### Document segment

↓↓↓

Paul Diamond (born 1968) is a New Zealand writer, curator, journalist, broadcaster and historian. He grew up in the Hutt Valley and is of Ngāti Hauā, Te Rarawa and Ngāpuhi descent. After a degree from Massey University he became a journalist. From 2011 he was the inaugural Curator, Maori at the Alexander Turnbull Library. He later became Head of New Zealand and Pacific Histories and Cultures at Te Papa Tongarewa.

In 2022, Diamond wrote a book about the life of Charles Mackay called Downfall: The Destruction of Charles Mackay. The book was shortlisted for Ockham New Zealand Book Awards General Non-Fiction Award in 2023.

↑↑↑

### The task
Extend the Paul Diamond biography above with the next passage, starting after its final sentence.

### Dataset
↓↓↓

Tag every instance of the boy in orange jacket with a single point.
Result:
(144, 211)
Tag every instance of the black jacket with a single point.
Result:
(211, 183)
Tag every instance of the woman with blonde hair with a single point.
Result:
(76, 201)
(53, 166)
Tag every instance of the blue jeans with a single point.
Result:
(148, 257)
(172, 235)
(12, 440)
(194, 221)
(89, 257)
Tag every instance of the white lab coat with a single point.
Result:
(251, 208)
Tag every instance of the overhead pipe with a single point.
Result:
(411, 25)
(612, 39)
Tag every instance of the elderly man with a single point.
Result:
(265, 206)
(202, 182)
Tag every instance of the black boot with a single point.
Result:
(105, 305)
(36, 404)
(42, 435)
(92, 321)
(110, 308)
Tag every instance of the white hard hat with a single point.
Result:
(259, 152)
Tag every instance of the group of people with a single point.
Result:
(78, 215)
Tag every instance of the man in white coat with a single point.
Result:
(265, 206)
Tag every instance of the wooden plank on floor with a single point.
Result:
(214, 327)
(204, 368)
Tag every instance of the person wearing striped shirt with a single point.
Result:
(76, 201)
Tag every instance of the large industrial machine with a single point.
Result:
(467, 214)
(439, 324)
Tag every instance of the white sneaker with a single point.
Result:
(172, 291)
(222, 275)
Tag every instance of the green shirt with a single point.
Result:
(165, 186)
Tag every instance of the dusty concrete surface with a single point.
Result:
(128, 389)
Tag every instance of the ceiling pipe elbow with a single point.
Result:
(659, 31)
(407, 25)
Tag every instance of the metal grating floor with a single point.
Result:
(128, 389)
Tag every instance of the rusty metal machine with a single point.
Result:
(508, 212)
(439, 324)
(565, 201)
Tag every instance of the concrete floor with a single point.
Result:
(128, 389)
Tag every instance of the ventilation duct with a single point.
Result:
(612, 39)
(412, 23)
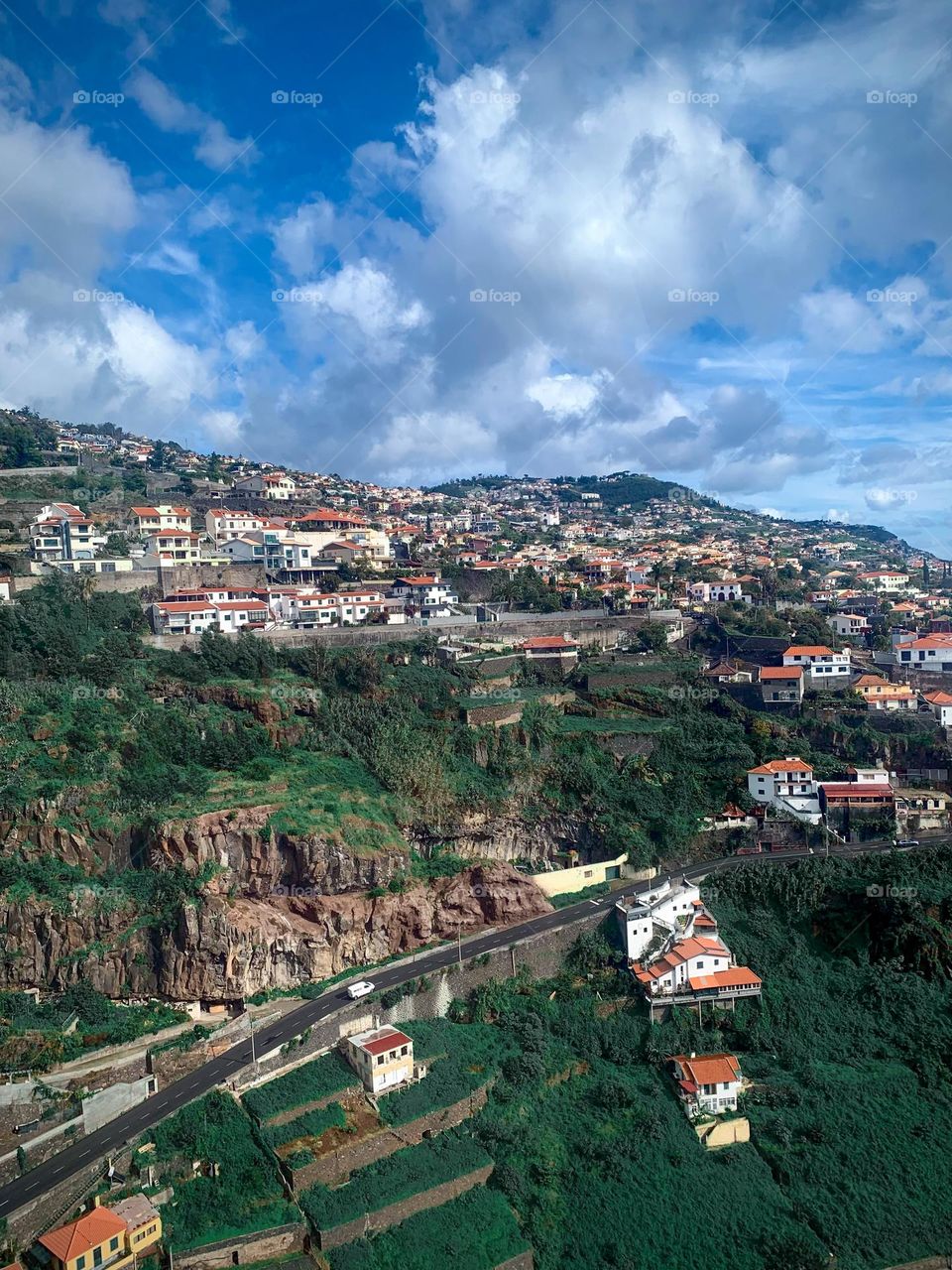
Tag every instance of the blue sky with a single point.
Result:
(425, 238)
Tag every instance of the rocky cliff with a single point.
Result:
(225, 948)
(273, 912)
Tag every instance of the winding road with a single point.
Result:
(128, 1125)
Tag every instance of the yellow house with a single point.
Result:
(104, 1237)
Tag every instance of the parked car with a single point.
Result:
(362, 988)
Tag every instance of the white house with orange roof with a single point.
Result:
(273, 485)
(151, 520)
(780, 779)
(667, 907)
(707, 1083)
(819, 662)
(879, 694)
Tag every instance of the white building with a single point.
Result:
(222, 525)
(820, 662)
(707, 1083)
(780, 779)
(172, 547)
(426, 594)
(150, 520)
(849, 625)
(273, 485)
(384, 1058)
(671, 906)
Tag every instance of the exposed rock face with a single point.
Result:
(263, 865)
(222, 949)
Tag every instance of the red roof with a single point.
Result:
(381, 1044)
(549, 642)
(82, 1234)
(739, 976)
(708, 1069)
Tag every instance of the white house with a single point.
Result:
(222, 525)
(707, 1083)
(275, 485)
(150, 520)
(820, 662)
(782, 684)
(426, 593)
(172, 547)
(848, 625)
(670, 906)
(780, 778)
(382, 1058)
(929, 653)
(62, 532)
(941, 705)
(885, 579)
(719, 592)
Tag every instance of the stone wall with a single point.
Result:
(334, 1169)
(245, 1248)
(393, 1213)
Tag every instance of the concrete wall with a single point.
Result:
(560, 881)
(245, 1248)
(98, 1109)
(393, 1213)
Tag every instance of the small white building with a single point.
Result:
(273, 485)
(780, 779)
(671, 906)
(382, 1058)
(819, 662)
(707, 1083)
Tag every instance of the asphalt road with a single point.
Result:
(131, 1124)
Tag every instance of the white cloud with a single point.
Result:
(169, 112)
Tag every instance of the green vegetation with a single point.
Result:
(244, 1196)
(311, 1124)
(32, 1035)
(408, 1173)
(307, 1083)
(474, 1232)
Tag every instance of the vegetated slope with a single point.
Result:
(851, 1107)
(298, 810)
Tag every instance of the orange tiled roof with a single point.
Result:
(82, 1234)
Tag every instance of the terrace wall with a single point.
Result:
(394, 1213)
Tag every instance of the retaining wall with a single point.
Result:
(245, 1248)
(338, 1166)
(399, 1211)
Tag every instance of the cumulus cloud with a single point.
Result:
(169, 112)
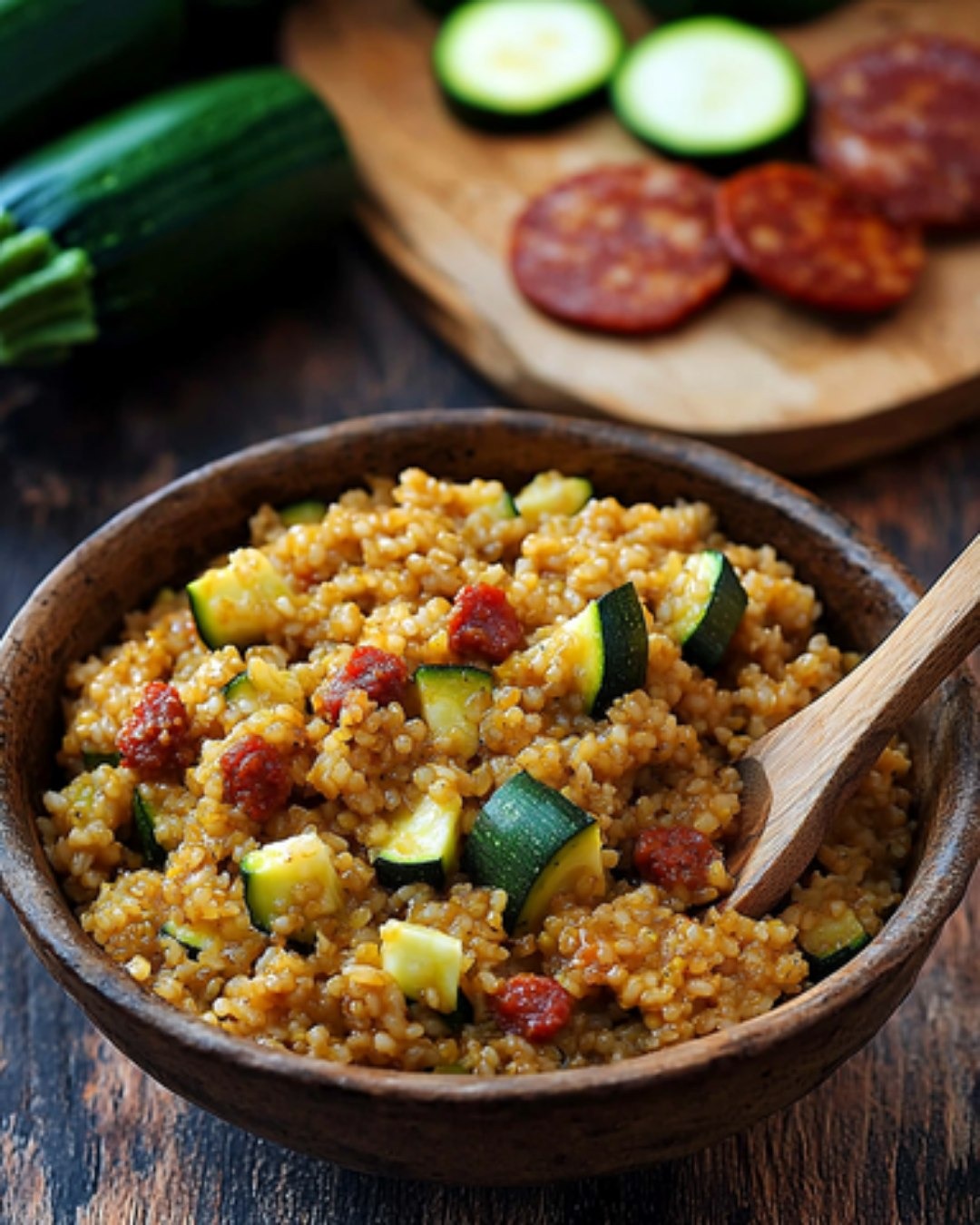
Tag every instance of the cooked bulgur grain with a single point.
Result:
(644, 965)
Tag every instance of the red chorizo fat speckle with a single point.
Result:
(622, 249)
(799, 233)
(899, 124)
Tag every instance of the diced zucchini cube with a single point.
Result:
(422, 961)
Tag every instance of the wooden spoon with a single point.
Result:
(797, 777)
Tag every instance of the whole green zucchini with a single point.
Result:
(126, 224)
(62, 60)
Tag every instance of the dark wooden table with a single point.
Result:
(895, 1134)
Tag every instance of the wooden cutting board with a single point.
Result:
(779, 384)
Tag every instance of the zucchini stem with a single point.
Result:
(45, 297)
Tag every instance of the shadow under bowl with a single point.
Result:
(499, 1131)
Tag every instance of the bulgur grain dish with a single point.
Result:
(438, 779)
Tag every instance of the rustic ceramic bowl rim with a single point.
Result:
(62, 937)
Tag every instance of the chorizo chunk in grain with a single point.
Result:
(255, 778)
(674, 855)
(154, 741)
(380, 674)
(483, 622)
(533, 1006)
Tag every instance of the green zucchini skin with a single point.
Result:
(497, 113)
(776, 13)
(188, 193)
(708, 641)
(625, 647)
(146, 835)
(63, 60)
(517, 840)
(718, 45)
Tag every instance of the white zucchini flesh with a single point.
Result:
(710, 86)
(525, 56)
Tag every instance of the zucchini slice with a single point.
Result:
(192, 941)
(288, 872)
(240, 689)
(506, 65)
(309, 511)
(710, 87)
(423, 961)
(534, 843)
(238, 604)
(609, 646)
(832, 942)
(550, 493)
(422, 844)
(710, 604)
(144, 819)
(487, 500)
(454, 700)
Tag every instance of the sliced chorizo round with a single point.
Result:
(623, 249)
(802, 235)
(898, 122)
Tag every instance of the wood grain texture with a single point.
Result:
(783, 385)
(892, 1137)
(798, 776)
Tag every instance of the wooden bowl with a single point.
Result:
(457, 1129)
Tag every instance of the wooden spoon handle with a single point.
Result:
(893, 681)
(798, 776)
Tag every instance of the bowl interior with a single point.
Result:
(165, 538)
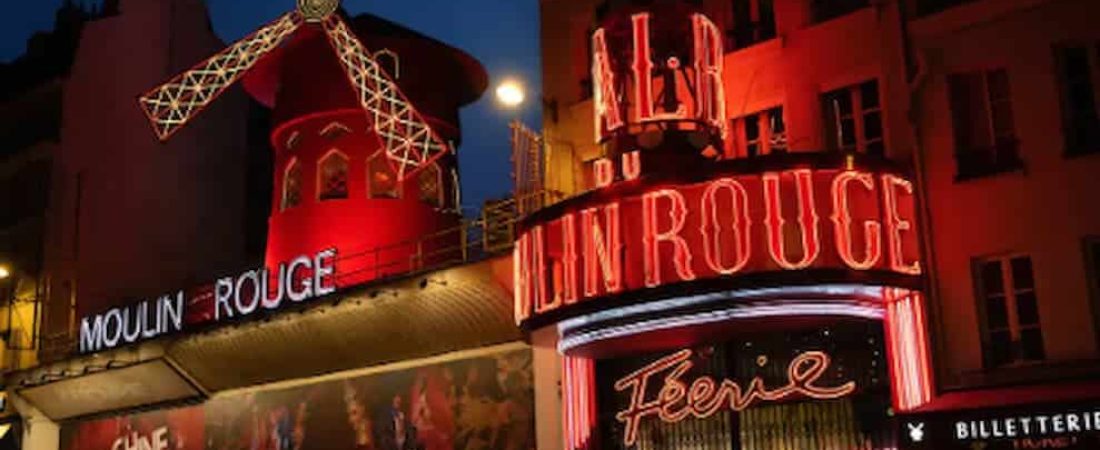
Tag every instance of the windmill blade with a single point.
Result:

↑↑↑

### Response
He was also the author of A Fire in Your Belly: Māori leaders speak (Huia, 2003), Makereti: Taking Māori to the world (Random House, 2007), a biography of Makereti (often known as Guide Maggie or Maggie Papakura) and Savaged to Suit: Māori and cartooning in New Zealand (Fraser Books, 2018). In 2017 he was awarded Creative New Zealand’s prestigious Berlin Writer’s Residency. As a journalist and broadcaster he was awarded Qantas Media Awards, Media Peace Awards and a David Low Chevening Fellowship to Oxford University. Paul Diamond's book, A Fire in Your Belly: Māori leaders speak, published in 2003, was listed in Books of Mana as one of the 180 most significant works of Māori-authored non-fiction.